COUNTRIES with satellites in space will have to play "dodgeball" for decades to avoid debris from this week's collision of US and Russian satellites over Siberia, a top US military officer said yesterday.

"My worry is that that debris field is going to be up there for a while," said General James Cartwright, vice chairman of the Joint Chiefs of Staff and former head of the military's space operations.

"So we're going to have to play a little bit of dodgeball for many tens of years to come," he said.

"The good news is once it stabilizes, it's relatively predictable," he told a forum on the national security implications of operations in space. "The bad news is it's a large area."

A telecommunications satellite owned by Iridium Satellite LLC and a defunct Russian military communications satellite were destroyed about 485 miles (780 km) above the Russian Arctic on Tuesday.

Cartwright, who from 2004 to 2007 headed the Pentagon's Strategic Command responsible for space operations, said the military had been alerted by Iridium to the sudden "non-reporting" of the destroyed craft.

SATELLITE NETWORK

Iridium runs a network that uses 66 satellites to provide voice and data services for about 300,000 far-flung clients worldwide. It provides voice and data services for areas not served by ground-based communications networks.

Cartwright said he expected within a month to be able to forecast where spacecraft could be placed to avoid the orbiting junk. There are already more than 18,000 pieces of debris cataloged by the command's Joint Space Operations Center.

As with all objects large enough to track, data on the new debris will be posted on the public website Space-Track.org "so all nations and companies with assets in space have access to the information," Navy Lt. Charles Drey, a Strategic Command spokesman, said.

Another command spokesman, Air Force Colonel Les Kodlick, told Reuters on Wednesday that more than 500 bits of debris were being tracked from the collision.

He said then it was believed to have been the first collision between two satellites in orbit but a Pentagon spokesman contradicted this on Thursday.

"There were three or four other events," spokesman Bryan Whitman told reporters, without providing details. The Strategic Command did not immediately respond to a request to explain the discrepancy.

Whitman said it was not possible for the US military to track and predict the movements of all 18,000 objects in space all the time.

"Because there is so much, you have to prioritize what you're looking at," he said. "There are limits on your ability to track and compute every piece..."

"We did not predict this collision," he said.

MORE SPACE DEBRIS

China added significantly to space debris when it used a ground-based ballistic missile to blow apart an obsolete weather satellite in a January, 2007 arms test. The United States used a missile from a Navy warship to explode a tank of toxic fuel on a crippled US spy satellite last February.

Cartwright said he would like to boost information-sharing with Russia, China, France and other nations active in space to deal with the threat from orbiting junk.

The United States also must enhance its "space situational awareness" to head off threats and be able to recognize any possible attacks, he said. At issue here could be billions of dollars in high technology that the US Defense Department is seeking to acquire.

"We would be remiss not to take advantage of this and try to turn it to good as we move forward," Cartwright said. There is no international agreement among satellite operators for sharing data to ensure safety in space.

Nations have been operating under a "Big Sky" theory, said Richard DalBello, a vice president at Intellsat, Ltd, which calls itself the world's largest provider of fixed satellite services.

This idea, now overtaken, was that space is so vast that the odds of a collision were "infinitesimal," he said in an interview.

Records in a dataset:
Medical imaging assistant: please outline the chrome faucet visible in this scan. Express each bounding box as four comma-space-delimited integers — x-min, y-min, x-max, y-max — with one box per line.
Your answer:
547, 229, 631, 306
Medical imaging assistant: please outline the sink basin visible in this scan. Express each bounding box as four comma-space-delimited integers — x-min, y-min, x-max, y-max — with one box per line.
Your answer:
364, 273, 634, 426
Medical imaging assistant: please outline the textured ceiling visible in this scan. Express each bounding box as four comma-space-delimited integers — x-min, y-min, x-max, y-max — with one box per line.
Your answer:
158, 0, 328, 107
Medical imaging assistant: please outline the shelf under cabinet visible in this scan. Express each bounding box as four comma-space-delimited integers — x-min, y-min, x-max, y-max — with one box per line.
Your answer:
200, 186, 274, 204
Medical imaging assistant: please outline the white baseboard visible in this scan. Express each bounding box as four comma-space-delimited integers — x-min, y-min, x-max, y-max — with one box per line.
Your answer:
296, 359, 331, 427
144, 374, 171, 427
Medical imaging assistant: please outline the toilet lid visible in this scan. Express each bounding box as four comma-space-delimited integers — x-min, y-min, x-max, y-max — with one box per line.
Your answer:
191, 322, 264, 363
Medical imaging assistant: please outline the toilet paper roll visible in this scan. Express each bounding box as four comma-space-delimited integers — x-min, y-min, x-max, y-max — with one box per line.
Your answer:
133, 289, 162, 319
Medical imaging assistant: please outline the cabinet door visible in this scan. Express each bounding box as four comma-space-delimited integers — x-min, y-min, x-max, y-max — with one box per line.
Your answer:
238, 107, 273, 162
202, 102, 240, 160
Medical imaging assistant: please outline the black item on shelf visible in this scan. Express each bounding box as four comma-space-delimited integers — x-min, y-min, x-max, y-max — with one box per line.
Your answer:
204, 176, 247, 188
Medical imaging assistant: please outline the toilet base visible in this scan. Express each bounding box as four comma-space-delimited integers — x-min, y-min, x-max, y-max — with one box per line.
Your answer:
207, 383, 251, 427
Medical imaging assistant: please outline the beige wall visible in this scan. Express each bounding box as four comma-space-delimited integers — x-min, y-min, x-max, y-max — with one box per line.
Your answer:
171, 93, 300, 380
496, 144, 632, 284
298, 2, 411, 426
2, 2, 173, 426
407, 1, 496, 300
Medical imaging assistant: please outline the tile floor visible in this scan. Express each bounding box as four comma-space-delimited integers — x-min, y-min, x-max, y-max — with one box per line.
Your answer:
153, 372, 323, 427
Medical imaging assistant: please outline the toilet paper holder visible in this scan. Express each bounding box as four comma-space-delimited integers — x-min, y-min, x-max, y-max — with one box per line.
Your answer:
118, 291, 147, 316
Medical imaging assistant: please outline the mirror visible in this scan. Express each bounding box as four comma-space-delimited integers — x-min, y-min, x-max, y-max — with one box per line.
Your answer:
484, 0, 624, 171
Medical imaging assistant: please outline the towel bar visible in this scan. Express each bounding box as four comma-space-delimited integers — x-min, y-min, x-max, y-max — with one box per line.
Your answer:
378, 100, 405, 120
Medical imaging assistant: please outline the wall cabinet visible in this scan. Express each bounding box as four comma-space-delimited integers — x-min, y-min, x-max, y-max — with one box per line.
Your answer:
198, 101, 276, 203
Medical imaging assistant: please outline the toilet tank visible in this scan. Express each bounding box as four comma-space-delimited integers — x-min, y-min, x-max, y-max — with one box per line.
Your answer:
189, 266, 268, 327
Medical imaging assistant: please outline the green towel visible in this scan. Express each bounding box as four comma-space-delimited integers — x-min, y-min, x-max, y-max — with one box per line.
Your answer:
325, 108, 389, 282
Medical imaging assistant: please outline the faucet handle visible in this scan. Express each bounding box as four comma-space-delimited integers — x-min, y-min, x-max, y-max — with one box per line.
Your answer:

ASSIGNED TASK:
Print the passage of the satellite collision article between "Cartwright, who from" and "ground-based communications networks.", inclusive.

SOLUTION TO THIS EXERCISE:
Cartwright, who from 2004 to 2007 headed the Pentagon's Strategic Command responsible for space operations, said the military had been alerted by Iridium to the sudden "non-reporting" of the destroyed craft.

SATELLITE NETWORK

Iridium runs a network that uses 66 satellites to provide voice and data services for about 300,000 far-flung clients worldwide. It provides voice and data services for areas not served by ground-based communications networks.